__SELECTED EXCERPT__.
╭──
12

I have two sets of polygons in two tables. The sets overlap each other. For each polygon in set A, I would like to get the ID of the polygon in set B that it overlaps the most. I'm using PostgreSQL with the PostGIS extension.

I know just enough about SQL to know that you can only join based on true/false conditions. So this won't work:

SELECT
  a.id as a_id,
  b.id as b_id,
FROM
  a
JOIN
  b
ON
  max(ST_Area(ST_Intersection(a.geom, b.geom)))

because max() can't be in the ON clause.

ST_Intersects() is a true/false test, so I could join on that, but polygons in set A will often overlap with more than one polygon in set B, and I need to know which one overlaps the most. ST_Intersects would presumably just return the first overlapping ID it came across, regardless of the extent of the overlap.

This seems like it should be do-able, but it's beyond me. Any thoughts?

1 Answer 1

17

You could use something like:

SELECT DISTINCT ON (a.id)
╰──
__STATED EXERCISE 1__. In the stored entries, reproduce the lines from the line with "For this exercise we mark the sky" up to and including the line with "[(721, 101)]", substituting "clouds" for "sky" and keeping everything else the same.

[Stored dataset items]
╭──
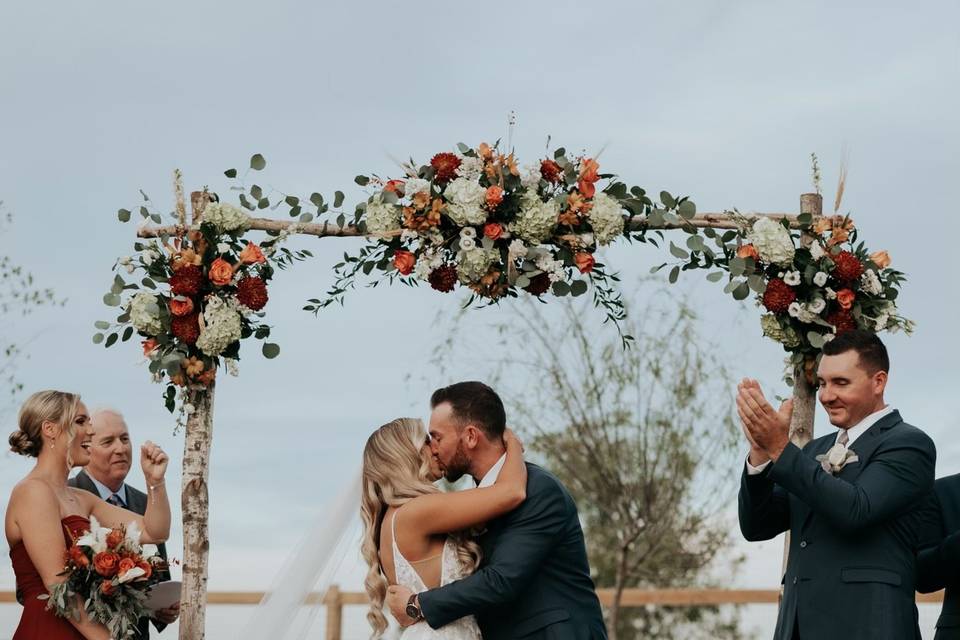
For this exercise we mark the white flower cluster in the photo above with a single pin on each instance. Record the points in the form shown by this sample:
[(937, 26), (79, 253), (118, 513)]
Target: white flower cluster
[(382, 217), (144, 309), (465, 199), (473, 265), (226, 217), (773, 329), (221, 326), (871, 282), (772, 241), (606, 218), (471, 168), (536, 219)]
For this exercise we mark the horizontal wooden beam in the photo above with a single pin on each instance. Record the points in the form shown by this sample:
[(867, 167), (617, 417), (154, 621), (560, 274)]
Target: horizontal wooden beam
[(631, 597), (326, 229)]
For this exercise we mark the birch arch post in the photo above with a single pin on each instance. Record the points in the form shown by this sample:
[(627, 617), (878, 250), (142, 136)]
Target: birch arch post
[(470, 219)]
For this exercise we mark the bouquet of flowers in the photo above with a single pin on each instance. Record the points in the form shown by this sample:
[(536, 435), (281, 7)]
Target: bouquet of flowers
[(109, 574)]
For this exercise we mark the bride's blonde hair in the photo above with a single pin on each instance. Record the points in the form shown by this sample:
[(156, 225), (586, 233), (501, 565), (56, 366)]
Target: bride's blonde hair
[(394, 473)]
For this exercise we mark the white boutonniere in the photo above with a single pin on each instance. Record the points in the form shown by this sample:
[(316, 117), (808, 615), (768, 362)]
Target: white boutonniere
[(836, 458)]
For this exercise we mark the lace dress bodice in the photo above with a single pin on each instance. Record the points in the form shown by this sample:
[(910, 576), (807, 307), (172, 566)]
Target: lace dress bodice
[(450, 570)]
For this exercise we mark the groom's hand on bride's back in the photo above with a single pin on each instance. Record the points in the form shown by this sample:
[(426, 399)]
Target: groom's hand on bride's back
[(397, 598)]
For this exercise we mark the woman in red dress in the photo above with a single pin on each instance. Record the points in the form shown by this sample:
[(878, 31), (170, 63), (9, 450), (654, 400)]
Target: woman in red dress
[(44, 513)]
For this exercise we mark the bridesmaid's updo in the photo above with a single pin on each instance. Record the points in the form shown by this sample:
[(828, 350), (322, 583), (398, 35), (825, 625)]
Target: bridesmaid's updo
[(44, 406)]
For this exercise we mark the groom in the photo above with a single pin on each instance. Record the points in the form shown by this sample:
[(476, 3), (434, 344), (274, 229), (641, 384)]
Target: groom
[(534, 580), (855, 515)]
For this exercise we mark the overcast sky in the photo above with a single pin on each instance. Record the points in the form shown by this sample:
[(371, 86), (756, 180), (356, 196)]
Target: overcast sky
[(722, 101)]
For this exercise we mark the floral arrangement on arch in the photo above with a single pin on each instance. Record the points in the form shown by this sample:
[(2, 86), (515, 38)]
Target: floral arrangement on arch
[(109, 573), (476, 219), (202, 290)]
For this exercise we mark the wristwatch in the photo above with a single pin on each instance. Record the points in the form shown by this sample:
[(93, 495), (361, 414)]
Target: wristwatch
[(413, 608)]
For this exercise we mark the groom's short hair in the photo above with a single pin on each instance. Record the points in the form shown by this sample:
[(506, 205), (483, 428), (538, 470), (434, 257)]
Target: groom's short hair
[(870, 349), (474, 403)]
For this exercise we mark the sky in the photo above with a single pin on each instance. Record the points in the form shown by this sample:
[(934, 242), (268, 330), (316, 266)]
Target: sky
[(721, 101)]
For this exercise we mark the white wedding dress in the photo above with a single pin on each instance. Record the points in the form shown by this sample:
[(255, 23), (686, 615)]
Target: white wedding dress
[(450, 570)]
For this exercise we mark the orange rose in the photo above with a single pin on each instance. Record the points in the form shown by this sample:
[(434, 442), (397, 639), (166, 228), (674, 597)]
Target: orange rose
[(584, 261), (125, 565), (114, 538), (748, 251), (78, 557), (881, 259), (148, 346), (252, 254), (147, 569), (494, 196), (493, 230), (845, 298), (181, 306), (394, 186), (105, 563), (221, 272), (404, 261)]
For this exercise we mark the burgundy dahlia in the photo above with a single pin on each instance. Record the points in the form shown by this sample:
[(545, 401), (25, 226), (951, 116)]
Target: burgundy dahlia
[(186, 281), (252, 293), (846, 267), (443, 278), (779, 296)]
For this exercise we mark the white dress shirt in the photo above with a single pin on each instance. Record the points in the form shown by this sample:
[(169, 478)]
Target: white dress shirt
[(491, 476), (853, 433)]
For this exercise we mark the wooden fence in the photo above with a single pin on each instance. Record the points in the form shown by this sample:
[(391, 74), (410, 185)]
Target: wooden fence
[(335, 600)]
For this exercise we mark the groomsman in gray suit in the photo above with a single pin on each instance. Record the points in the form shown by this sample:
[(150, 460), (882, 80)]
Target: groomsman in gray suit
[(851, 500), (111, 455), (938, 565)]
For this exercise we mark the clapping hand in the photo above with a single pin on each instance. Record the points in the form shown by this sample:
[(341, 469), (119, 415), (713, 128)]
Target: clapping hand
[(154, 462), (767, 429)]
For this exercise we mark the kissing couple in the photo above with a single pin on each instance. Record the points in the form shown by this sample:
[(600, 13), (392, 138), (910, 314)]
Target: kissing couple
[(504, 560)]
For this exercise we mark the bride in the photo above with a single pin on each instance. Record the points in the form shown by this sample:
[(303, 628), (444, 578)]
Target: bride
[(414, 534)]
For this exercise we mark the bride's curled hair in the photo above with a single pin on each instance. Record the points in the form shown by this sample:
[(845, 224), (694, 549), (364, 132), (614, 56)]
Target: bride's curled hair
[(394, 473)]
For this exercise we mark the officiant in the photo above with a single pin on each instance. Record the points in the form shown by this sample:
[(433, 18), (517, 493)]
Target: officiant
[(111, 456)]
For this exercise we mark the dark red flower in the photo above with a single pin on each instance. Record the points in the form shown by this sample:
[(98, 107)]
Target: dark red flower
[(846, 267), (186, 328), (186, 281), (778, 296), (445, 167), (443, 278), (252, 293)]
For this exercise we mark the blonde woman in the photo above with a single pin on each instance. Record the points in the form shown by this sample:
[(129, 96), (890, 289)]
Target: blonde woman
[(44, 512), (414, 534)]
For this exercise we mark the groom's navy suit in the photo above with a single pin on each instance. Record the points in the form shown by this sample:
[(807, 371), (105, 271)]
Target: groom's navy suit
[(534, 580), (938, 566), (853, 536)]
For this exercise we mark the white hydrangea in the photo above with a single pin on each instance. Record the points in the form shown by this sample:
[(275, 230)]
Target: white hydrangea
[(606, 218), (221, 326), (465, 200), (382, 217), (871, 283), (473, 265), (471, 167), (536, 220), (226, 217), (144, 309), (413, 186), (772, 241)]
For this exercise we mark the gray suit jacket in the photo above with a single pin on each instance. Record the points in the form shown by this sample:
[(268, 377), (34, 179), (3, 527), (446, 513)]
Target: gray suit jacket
╰──
__STATED EXERCISE 2__.
Answer these questions about the text on overlapping polygons:
(a) Which database system and extension is the asker using?
(b) Why won't the first query shown work?
(c) According to the asker, what would ST_Intersects presumably return?

__EXERCISE ANSWER 1__.
For this exercise we mark the clouds in the photo above with a single pin on each instance. Record the points in the form shown by this sample:
[(934, 242), (268, 330), (316, 266)]
Target: clouds
[(721, 101)]

__EXERCISE ANSWER 2__.
(a) PostgreSQL with the PostGIS extension.
(b) Because max() can't be in the ON clause.
(c) The first overlapping ID it came across, regardless of the extent of the overlap.